Extracted data entries:
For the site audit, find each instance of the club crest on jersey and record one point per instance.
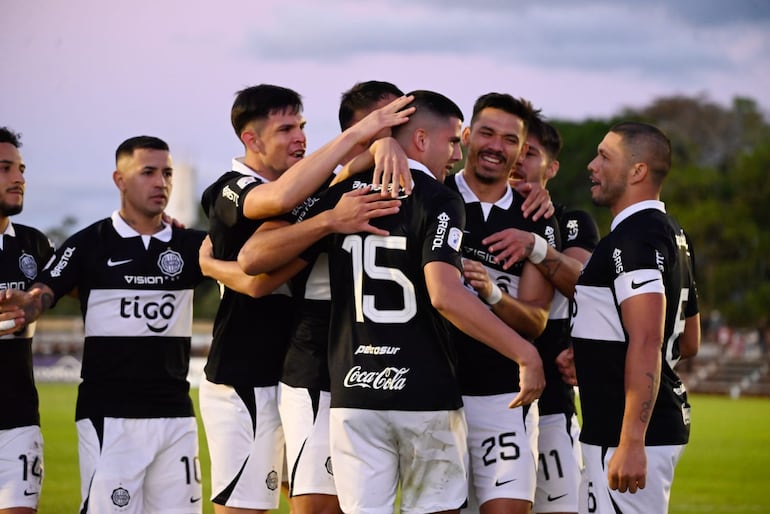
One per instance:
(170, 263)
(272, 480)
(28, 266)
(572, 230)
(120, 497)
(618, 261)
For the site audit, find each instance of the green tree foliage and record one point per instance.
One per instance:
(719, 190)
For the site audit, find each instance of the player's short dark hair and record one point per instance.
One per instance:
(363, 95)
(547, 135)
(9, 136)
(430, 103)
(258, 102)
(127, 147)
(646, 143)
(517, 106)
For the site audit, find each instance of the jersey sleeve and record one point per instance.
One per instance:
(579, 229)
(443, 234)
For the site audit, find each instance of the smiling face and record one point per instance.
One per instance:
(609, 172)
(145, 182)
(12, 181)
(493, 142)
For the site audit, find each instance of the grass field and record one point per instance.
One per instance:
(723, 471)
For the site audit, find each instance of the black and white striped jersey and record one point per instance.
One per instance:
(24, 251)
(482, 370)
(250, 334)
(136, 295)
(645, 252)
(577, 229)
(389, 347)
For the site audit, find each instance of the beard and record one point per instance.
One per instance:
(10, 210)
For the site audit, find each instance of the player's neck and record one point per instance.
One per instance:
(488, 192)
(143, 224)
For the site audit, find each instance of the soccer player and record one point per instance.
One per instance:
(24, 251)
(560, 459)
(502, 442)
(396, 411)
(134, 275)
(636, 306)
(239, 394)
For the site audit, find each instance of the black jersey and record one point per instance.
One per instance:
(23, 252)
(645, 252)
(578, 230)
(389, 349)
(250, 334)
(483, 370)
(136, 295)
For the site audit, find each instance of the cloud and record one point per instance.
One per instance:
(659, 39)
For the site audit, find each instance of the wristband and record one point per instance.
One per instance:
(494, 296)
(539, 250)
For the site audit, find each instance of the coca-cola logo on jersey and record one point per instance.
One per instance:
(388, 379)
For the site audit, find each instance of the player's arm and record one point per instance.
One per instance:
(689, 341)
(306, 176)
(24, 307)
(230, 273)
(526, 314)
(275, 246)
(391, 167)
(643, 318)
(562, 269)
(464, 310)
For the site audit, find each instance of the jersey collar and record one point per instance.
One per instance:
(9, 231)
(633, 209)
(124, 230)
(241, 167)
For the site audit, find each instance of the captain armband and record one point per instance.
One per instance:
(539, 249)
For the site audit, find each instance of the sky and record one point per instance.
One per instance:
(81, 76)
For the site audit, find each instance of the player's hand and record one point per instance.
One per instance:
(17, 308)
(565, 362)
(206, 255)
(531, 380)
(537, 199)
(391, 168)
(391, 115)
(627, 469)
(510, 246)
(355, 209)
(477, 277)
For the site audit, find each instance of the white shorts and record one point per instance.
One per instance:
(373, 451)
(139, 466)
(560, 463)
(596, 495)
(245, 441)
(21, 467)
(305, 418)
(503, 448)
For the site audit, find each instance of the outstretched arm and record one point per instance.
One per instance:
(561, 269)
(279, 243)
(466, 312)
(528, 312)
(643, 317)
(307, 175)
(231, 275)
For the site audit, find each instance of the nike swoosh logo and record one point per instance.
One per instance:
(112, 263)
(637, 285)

→ **Exercise goal**
Filter the entries down to the lines containing "white". Copy each of those lines.

→ **Answer below**
For the site audit, find each instance of the black and white striped jersey and record one point per instance.
For the site audit, find each instance of the white shorts and record one point per instance.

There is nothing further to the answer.